BRIEF 1
Please copy a passage from the editorial on COVID-19 in the Pacific Northwest word for word, beginning at "The same has" and stopping after "per million residents.".
BRIEF 2
According to the editorial on COVID-19 in the Pacific Northwest, which three states, along with Washington and Oregon, have consistently had the lowest infection rates in the country?

We’ve said it before and we’ll say it again: Washington and Oregon residents are lucky to live in the Pacific Northwest, where state leaders have consistently taken the COVID-19 pandemic seriously, listened to public health experts, enacted early mask mandates and stay-at-home orders and limited indoor activities shown to be at high risk of spreading the virus.
Those statewide measures, combined with the hundreds of thousands of residents who decided they would forego nearly a year of normalcy to help save lives in their community, who have stayed home, worn their masks, washed their hands while singing two rounds of the “Happy Birthday” song about 40 times a day, avoided public gatherings and even celebrated Thanksgiving without their loved ones, have prevented Washington and Oregon from becoming hotspots during this pandemic.
The same has not been true in places like the Dakotas, where Republican state leaders, following the outgoing Trump administration’s lead, poo-pooed COVID-19’s severity; refused to shutdown restaurants, bars, gyms, theaters, schools and sporting events; and fought mandatory mask requirements until the virus was completely out of control.
The results of those state leaders’ inactions have been devastating. Earlier this month, North Dakota and South Dakota ranked No. 1 and No. 2 in the world for daily COVID-19 deaths per million residents.
Meanwhile, Washington and Oregon — along with Vermont, Maine and Hawaii — have consistently had the lowest infection rates in the country.
This is good news, of course, but it also means that we could be in for a very dangerous winter as people in the Pacific Northwest tire of the COVID restrictions and start to believe that, because we’ve been spared the worst horrors of the pandemic — kept at a comfortable distance from the freezer trucks turned into morgues in Arizona and the emergency orders for more body bags in California — we can now be just a little less vigilant.
We all long to spend time with our friends and family, go out for a good meal at a local restaurant, visit relatives over the holidays, hug our grandparents, see a new release at the movie theater, go to a concert, rip off these stuffy masks, gather with our coworkers for lunch and see our children playing with their friends and learning inside a classroom again.
Unfortunately, this is the worst time to let our guards down.

EXERCISE DATA
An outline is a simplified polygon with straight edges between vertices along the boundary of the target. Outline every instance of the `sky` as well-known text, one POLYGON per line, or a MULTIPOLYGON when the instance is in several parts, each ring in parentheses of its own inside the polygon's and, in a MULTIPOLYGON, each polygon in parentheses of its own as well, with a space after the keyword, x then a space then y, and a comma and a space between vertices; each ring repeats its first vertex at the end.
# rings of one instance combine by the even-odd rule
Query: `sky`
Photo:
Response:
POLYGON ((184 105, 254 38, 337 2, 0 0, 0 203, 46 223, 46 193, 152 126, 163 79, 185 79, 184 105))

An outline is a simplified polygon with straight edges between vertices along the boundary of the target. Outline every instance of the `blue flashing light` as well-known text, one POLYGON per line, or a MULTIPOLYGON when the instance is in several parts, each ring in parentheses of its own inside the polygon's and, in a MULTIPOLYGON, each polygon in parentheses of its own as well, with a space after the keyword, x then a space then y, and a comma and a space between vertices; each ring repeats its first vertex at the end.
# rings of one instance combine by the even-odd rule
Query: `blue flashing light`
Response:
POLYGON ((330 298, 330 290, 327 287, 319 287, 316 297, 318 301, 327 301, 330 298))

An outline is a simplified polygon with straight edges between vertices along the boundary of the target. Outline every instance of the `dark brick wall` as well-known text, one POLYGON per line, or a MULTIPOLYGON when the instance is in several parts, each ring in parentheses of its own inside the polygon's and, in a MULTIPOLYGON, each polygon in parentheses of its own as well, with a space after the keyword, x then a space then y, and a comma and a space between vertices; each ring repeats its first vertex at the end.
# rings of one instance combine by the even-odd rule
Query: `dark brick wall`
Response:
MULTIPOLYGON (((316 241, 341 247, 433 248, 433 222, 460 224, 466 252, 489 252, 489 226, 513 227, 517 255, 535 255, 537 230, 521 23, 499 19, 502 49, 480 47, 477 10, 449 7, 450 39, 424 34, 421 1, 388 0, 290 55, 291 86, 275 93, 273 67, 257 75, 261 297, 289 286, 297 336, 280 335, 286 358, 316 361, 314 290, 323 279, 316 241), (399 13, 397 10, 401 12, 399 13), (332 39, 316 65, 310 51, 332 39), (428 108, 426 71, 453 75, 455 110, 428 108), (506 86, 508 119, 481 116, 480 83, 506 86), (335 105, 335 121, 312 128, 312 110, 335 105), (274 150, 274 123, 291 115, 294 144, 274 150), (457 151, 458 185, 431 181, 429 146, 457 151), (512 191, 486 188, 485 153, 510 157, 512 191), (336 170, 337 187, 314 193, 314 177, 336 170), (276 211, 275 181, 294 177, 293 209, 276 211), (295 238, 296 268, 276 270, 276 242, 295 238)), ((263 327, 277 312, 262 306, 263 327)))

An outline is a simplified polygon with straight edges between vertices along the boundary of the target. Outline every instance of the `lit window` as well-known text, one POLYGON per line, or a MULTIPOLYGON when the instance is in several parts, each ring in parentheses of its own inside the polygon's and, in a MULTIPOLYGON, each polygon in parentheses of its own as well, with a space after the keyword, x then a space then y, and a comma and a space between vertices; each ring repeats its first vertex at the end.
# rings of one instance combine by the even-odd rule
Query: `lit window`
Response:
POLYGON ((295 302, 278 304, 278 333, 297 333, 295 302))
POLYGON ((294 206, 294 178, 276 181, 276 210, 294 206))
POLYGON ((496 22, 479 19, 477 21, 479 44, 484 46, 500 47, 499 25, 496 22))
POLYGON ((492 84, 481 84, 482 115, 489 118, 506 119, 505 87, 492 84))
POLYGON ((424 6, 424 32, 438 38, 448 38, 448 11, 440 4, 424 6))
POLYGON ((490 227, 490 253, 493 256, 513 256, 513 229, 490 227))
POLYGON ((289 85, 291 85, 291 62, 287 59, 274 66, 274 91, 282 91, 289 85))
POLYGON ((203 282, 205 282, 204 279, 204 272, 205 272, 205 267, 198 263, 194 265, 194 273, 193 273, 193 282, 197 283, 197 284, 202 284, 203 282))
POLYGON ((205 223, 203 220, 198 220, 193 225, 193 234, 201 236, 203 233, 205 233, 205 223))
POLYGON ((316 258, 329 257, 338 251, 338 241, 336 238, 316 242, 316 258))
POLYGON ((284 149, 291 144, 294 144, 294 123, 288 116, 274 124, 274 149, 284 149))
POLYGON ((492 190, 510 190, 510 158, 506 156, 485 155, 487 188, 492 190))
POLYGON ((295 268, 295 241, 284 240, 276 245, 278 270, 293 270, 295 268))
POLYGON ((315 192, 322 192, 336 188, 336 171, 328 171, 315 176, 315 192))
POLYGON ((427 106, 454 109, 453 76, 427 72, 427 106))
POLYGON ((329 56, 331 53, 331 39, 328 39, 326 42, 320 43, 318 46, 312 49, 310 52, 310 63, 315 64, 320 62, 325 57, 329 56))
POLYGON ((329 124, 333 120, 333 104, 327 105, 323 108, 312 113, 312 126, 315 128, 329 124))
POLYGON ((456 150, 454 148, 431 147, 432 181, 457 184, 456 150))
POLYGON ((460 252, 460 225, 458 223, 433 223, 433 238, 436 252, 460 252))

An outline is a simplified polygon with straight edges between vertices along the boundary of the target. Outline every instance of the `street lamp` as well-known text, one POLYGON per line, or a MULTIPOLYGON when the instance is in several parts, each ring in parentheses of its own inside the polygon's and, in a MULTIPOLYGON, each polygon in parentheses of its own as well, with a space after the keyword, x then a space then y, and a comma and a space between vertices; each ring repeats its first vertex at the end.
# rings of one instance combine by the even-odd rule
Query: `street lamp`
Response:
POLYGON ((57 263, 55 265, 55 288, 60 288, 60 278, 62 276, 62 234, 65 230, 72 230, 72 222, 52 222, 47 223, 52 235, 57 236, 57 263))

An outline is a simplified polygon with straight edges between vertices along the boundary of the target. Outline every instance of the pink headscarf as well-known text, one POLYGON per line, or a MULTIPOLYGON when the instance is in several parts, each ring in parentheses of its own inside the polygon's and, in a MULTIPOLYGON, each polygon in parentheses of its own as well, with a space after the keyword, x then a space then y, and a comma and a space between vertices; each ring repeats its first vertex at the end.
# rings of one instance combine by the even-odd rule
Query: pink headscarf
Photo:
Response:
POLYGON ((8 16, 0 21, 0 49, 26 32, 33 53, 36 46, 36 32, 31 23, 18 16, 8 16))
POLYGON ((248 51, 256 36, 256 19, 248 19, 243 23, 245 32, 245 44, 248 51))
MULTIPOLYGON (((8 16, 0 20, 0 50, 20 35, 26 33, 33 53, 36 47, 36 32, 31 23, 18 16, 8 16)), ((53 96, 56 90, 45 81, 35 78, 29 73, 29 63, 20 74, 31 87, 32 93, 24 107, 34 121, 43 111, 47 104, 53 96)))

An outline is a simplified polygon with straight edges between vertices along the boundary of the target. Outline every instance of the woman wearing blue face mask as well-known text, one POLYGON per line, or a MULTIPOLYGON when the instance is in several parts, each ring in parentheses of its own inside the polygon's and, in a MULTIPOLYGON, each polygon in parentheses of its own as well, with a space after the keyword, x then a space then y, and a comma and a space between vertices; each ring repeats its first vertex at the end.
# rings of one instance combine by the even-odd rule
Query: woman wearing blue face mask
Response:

EXERCISE RESPONSE 1
The same has not been true in places like the Dakotas, where Republican state leaders, following the outgoing Trump administration’s lead, poo-pooed COVID-19’s severity; refused to shutdown restaurants, bars, gyms, theaters, schools and sporting events; and fought mandatory mask requirements until the virus was completely out of control.
The results of those state leaders’ inactions have been devastating. Earlier this month, North Dakota and South Dakota ranked No. 1 and No. 2 in the world for daily COVID-19 deaths per million residents.

EXERCISE RESPONSE 2
Vermont, Maine and Hawaii.